Excerpt from a dataset
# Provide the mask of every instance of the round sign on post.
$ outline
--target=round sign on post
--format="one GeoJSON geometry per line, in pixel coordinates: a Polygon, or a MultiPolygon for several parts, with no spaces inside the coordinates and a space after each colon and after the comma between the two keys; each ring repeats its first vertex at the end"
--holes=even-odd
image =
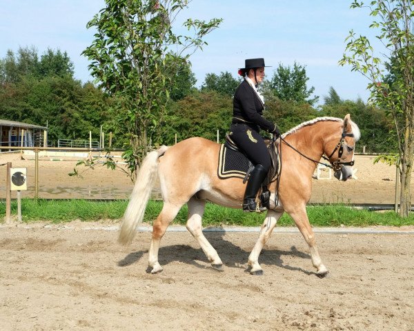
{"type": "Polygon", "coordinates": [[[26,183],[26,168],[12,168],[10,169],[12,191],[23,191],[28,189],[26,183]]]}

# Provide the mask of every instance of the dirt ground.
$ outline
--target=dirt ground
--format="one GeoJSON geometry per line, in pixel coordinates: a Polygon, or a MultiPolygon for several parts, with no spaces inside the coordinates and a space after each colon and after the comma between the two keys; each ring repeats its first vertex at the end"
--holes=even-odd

--

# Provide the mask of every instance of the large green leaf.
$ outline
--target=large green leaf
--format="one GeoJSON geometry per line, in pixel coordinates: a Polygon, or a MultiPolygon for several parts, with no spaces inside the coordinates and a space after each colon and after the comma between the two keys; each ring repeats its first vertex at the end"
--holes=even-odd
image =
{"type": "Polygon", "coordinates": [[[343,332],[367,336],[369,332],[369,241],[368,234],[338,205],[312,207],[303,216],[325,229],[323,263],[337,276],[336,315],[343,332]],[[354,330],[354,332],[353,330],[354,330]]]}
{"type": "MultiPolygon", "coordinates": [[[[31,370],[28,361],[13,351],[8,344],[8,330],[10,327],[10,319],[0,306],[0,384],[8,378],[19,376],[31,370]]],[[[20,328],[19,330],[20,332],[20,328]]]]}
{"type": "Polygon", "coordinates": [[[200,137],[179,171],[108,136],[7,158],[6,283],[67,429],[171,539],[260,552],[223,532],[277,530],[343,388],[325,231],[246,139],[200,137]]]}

Challenge: Output the stretch of the records from the line containing "# Provide the mask of every instance of the large" through the line containing "--target=large green leaf" as a numbered list, leaving out blank lines.

Response:
1. # Provide the mask of every instance of the large green leaf.
2. $ outline
3. --target=large green leaf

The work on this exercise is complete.